[DATASET RECORDS]
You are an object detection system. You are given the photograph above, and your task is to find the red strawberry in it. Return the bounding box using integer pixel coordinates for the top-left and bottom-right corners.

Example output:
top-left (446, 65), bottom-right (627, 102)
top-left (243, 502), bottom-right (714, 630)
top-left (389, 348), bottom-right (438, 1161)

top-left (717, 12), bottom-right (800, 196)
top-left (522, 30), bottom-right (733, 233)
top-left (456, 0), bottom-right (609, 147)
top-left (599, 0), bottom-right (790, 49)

[EXERCISE TASK] Render the entries as a JSON list of strings with one string per line, leaving out blank lines. Cover only the lines from the start of the entries through the line that contains "top-left (456, 0), bottom-right (609, 147)".

[TASK ANSWER]
[
  "You are an object detection system. You are given the photograph above, and your task is to find the red strawberry in it. Return the bounding box using integer pixel coordinates for the top-left and bottom-right corners.",
  "Example output:",
  "top-left (446, 65), bottom-right (627, 102)",
  "top-left (243, 502), bottom-right (714, 630)",
  "top-left (389, 348), bottom-right (438, 1161)",
  "top-left (717, 12), bottom-right (800, 196)",
  "top-left (522, 30), bottom-right (733, 233)",
  "top-left (456, 0), bottom-right (609, 147)"
]